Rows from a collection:
((

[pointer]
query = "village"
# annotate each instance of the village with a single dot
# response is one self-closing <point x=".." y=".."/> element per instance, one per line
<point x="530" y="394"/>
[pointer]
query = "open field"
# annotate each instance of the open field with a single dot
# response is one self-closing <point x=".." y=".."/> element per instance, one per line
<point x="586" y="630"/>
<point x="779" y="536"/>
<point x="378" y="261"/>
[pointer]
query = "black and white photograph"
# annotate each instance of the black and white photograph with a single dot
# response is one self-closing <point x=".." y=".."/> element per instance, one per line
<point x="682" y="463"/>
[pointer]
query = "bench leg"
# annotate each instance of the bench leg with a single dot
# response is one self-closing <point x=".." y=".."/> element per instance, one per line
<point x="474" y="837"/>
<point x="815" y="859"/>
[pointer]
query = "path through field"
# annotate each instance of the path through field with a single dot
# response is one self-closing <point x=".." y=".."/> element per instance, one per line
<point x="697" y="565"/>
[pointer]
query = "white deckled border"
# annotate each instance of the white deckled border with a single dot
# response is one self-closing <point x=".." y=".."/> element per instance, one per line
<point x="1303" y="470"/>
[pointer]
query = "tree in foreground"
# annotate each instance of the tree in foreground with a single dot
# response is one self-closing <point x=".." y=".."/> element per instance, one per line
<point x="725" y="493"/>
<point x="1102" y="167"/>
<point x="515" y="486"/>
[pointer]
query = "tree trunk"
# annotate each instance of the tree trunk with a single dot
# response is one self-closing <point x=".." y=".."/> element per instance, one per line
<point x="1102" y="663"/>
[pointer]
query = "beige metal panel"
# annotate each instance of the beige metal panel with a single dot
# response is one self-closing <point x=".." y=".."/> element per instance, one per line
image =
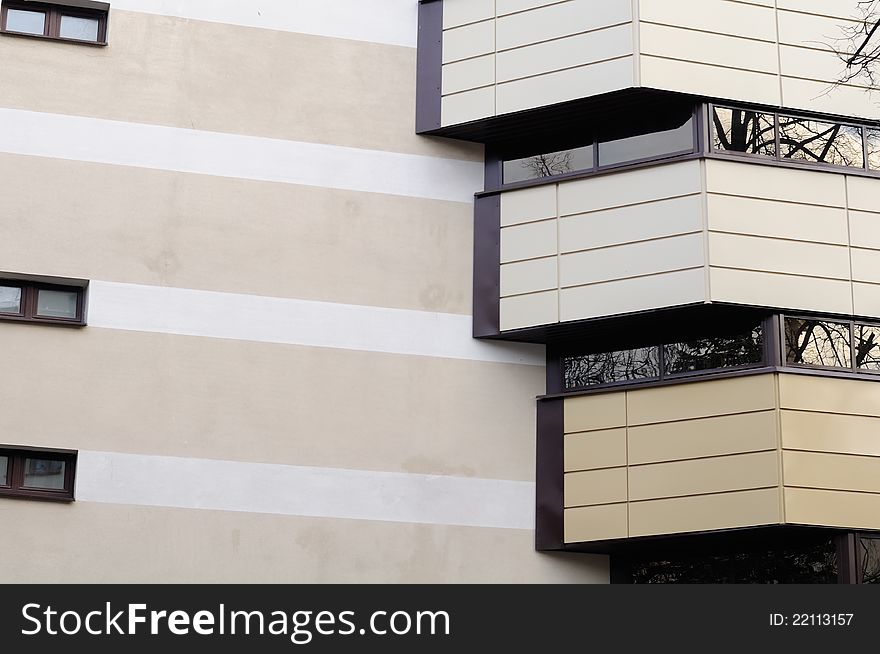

))

__INSTRUCTIONS FOR THE TASK__
Count the lines in the rows above that contain the word "foreground", and give only the number.

__RESPONSE TO THIS EXERCISE__
2